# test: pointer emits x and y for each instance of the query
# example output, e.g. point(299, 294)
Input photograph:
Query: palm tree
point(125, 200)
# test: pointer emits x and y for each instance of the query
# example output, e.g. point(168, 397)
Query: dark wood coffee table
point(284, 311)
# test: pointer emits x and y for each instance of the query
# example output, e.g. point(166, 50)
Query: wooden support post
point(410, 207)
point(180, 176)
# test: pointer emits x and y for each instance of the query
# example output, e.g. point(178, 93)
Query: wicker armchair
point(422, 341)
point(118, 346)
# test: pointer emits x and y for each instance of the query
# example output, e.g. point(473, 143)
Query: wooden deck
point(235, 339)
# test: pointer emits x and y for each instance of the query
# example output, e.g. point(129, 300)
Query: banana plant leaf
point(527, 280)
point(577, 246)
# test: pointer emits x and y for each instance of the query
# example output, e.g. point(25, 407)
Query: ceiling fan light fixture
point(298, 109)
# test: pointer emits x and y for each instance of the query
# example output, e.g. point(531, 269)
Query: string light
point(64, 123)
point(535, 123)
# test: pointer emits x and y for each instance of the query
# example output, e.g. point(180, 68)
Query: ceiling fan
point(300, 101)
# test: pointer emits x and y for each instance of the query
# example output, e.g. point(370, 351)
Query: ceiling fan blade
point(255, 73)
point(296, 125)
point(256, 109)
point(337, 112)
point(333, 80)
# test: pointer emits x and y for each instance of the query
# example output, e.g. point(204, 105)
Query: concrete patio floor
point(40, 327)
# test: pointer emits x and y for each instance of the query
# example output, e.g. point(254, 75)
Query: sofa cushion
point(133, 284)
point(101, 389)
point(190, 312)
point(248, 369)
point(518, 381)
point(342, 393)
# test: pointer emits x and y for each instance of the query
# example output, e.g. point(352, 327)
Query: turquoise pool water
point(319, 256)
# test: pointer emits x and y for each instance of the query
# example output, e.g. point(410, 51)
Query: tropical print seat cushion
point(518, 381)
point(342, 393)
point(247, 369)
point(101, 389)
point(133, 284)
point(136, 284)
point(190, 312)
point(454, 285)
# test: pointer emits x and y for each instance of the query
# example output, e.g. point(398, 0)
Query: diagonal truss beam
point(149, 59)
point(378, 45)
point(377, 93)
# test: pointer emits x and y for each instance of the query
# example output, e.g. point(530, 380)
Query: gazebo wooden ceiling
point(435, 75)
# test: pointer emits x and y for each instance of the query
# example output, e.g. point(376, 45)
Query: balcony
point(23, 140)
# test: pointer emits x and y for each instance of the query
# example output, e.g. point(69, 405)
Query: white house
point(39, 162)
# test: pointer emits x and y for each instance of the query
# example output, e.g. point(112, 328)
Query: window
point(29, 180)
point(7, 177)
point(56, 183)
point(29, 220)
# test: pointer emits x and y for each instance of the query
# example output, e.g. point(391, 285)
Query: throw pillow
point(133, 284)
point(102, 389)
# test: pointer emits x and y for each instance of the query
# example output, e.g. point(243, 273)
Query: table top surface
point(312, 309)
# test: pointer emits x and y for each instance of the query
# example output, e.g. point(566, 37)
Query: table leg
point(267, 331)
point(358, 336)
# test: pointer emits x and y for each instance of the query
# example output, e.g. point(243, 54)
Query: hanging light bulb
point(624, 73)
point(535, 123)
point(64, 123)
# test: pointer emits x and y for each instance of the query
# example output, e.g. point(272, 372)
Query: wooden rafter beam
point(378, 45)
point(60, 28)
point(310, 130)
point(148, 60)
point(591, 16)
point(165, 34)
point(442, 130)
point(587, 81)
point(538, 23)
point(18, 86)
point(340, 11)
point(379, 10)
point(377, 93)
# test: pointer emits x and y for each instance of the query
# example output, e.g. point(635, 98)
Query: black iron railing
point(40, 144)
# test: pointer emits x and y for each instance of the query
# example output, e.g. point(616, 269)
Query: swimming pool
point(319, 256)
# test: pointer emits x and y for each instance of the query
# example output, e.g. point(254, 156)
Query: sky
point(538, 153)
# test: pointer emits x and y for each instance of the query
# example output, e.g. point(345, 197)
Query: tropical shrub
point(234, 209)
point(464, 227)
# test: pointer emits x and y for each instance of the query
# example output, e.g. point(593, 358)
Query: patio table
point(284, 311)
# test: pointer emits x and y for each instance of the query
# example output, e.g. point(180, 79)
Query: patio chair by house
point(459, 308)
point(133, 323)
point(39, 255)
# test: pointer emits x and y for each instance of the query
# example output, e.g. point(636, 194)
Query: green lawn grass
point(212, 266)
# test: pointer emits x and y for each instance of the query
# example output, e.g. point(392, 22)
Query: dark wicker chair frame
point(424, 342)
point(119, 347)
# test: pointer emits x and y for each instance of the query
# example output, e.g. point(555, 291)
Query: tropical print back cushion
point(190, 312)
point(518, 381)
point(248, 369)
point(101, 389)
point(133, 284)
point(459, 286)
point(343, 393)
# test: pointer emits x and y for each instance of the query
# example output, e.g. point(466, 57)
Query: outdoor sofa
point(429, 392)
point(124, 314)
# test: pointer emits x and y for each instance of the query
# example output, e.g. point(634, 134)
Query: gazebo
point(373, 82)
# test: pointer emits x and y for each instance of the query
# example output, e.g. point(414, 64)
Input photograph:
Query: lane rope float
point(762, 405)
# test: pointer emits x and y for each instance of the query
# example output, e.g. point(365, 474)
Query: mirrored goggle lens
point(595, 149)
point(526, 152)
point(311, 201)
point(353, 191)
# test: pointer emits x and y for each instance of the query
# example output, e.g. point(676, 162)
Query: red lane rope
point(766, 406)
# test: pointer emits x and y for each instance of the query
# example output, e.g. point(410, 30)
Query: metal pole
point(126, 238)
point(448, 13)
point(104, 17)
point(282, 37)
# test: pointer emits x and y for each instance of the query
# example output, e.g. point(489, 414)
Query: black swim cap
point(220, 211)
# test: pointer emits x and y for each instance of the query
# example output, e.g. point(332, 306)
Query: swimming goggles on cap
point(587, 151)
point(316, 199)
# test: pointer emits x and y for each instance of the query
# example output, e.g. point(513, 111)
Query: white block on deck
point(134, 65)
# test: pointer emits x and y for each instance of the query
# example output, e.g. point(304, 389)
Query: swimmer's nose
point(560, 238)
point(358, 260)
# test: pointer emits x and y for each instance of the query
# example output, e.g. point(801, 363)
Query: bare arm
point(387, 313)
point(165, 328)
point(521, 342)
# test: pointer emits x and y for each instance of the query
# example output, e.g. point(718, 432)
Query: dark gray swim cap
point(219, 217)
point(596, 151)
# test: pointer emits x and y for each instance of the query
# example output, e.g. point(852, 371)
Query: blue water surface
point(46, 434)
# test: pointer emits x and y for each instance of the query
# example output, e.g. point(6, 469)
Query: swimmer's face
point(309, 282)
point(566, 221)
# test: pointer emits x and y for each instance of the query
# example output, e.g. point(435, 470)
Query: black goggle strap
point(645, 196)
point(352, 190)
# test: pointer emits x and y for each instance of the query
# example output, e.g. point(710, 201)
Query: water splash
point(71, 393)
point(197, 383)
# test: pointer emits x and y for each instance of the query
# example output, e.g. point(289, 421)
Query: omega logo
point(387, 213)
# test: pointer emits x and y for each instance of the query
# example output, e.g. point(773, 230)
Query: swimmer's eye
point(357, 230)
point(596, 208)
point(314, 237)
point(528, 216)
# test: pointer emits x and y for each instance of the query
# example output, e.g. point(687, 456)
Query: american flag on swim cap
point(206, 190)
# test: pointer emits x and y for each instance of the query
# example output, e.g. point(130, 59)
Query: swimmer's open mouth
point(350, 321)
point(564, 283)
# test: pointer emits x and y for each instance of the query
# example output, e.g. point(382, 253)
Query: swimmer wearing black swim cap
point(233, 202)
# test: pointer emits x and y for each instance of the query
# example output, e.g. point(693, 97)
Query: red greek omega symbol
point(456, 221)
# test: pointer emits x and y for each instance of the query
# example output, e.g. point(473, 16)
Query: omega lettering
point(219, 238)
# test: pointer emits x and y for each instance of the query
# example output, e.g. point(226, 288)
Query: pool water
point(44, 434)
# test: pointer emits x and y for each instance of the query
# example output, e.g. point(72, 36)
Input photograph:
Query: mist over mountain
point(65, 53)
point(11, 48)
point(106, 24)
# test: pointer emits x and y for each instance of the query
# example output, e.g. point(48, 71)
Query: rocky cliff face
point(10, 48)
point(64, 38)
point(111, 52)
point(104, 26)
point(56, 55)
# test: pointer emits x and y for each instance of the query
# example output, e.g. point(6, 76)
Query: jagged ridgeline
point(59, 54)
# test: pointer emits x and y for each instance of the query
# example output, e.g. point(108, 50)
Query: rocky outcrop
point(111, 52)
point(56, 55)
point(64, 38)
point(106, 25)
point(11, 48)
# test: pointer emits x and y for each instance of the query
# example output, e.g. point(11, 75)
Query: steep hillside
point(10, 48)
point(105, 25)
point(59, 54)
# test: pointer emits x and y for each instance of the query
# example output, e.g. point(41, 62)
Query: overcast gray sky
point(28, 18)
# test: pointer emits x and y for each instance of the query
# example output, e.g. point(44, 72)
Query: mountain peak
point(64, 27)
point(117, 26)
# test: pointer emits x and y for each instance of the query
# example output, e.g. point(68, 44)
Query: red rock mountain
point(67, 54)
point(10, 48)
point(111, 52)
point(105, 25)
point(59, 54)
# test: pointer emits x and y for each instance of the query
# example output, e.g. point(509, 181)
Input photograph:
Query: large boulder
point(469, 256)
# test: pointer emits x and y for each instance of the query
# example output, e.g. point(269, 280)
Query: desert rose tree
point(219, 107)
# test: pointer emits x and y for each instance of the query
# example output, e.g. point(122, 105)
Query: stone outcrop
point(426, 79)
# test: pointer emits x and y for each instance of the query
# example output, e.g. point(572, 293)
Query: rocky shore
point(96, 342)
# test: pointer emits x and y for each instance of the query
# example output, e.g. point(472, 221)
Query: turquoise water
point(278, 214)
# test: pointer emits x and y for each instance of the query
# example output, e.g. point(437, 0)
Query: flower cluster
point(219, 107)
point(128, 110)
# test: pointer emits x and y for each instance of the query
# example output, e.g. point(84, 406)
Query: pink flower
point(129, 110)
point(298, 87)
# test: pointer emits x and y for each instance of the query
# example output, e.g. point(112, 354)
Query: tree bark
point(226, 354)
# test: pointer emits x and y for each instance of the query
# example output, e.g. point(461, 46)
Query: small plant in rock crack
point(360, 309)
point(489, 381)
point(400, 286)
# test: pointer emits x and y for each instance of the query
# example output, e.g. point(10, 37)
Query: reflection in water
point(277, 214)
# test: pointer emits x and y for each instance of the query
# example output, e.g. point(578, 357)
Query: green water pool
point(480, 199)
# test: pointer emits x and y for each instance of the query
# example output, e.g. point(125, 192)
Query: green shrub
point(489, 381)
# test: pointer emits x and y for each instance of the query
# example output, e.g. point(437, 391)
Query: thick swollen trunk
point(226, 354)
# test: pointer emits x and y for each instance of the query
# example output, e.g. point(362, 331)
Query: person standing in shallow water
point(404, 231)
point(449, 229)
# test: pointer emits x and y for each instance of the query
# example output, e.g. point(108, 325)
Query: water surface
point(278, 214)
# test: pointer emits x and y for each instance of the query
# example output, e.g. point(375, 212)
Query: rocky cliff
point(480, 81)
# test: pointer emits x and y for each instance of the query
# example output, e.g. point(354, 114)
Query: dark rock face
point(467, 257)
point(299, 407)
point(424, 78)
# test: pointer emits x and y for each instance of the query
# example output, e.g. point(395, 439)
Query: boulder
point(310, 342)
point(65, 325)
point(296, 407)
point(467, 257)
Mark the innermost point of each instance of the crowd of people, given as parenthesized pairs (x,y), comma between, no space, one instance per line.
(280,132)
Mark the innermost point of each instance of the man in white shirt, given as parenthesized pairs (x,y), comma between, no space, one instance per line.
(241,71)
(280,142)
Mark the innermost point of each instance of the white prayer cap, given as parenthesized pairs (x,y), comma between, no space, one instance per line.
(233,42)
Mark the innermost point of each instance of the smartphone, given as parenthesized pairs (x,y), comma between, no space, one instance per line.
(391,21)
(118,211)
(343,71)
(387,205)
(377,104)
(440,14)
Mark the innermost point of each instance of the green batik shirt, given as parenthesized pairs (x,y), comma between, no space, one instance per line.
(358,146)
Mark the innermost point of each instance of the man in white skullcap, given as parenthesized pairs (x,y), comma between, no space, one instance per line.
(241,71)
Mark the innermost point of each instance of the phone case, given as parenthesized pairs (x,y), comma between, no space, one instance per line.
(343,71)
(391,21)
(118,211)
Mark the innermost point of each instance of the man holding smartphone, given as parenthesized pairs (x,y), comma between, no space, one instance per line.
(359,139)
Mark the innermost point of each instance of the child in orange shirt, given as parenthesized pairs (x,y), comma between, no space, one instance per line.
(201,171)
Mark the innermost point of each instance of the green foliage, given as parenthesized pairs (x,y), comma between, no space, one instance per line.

#### ASSIGNMENT
Output the material above exactly, but only from the line that carries "Query: pink flower" through the line that carries "# example output, e.g. point(461, 46)".

#### SOLVED EXERCISE
Query: pink flower
point(129, 110)
point(298, 87)
# test: pointer emits x and y for each instance of the query
# example output, e.g. point(112, 354)
Query: tree bark
point(226, 354)
# test: pointer emits x and y for each instance of the query
# example output, e.g. point(461, 46)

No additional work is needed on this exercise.